**What needs to be done**
Copy out each of the lines below word for word, with no changes.

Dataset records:
□ □ □ □ □ □ □
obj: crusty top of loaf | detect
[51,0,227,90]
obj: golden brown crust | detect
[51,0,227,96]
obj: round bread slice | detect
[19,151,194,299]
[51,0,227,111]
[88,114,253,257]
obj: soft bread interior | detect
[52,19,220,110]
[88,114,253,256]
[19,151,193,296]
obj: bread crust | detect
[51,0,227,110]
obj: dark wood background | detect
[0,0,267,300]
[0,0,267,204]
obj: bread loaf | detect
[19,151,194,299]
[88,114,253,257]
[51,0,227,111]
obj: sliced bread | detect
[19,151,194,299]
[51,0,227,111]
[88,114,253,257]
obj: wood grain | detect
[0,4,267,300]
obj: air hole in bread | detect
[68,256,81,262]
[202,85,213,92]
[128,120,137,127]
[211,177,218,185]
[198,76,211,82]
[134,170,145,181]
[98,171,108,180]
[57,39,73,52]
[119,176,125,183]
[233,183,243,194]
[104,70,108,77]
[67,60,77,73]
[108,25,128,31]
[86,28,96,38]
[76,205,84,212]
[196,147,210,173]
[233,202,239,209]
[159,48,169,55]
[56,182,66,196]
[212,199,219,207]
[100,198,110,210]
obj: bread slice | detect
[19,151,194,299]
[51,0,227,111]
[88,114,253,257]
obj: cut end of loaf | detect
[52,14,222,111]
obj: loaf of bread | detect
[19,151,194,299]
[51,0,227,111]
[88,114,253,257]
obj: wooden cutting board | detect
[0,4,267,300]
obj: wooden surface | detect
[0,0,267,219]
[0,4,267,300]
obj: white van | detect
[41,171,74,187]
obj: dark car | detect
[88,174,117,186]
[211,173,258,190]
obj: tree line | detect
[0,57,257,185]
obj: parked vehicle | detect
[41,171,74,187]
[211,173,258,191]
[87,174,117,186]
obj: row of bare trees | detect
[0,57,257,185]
□ □ □ □ □ □ □
**Reply**
obj: crusty top of loaf | detect
[51,0,227,90]
obj: golden brown crust | detect
[51,0,227,96]
obj: round bread slice | detect
[19,151,194,299]
[51,0,227,111]
[88,114,253,257]
obj: soft bread interior | detect
[52,19,220,110]
[88,114,253,256]
[19,151,193,296]
obj: bread crust | detect
[51,0,227,110]
obj: dark wood background | detect
[0,0,267,300]
[0,0,267,204]
obj: bread loaf | detect
[19,151,194,299]
[88,114,253,257]
[51,0,227,111]
obj: sliced bread | detect
[19,151,194,299]
[51,0,227,111]
[88,114,253,257]
obj: wood grain | detect
[0,4,267,300]
obj: air hole in bread | detect
[68,256,81,262]
[202,85,213,92]
[128,120,137,127]
[211,177,218,185]
[198,76,211,82]
[134,170,145,181]
[98,171,108,180]
[57,39,73,52]
[119,176,125,183]
[233,183,243,194]
[104,70,108,77]
[67,60,77,73]
[108,25,128,31]
[86,28,96,38]
[76,205,84,212]
[196,147,210,173]
[233,202,239,209]
[159,48,169,55]
[56,182,66,196]
[212,199,219,207]
[100,198,110,210]
obj: bread slice | detect
[19,151,194,299]
[51,0,227,111]
[88,114,253,257]
obj: cut end of loaf | detect
[52,14,222,111]
obj: loaf of bread | detect
[19,151,194,299]
[51,0,227,111]
[88,114,253,257]
obj: wooden cutting board | detect
[0,4,267,300]
obj: wooden surface | detect
[0,0,267,219]
[0,4,267,300]
obj: white van | detect
[41,171,74,187]
obj: dark car | detect
[88,174,117,186]
[211,173,258,190]
obj: tree line | detect
[0,57,257,185]
obj: parked vehicle | detect
[41,171,74,187]
[211,173,258,191]
[87,174,117,186]
obj: row of bare trees | detect
[0,57,257,185]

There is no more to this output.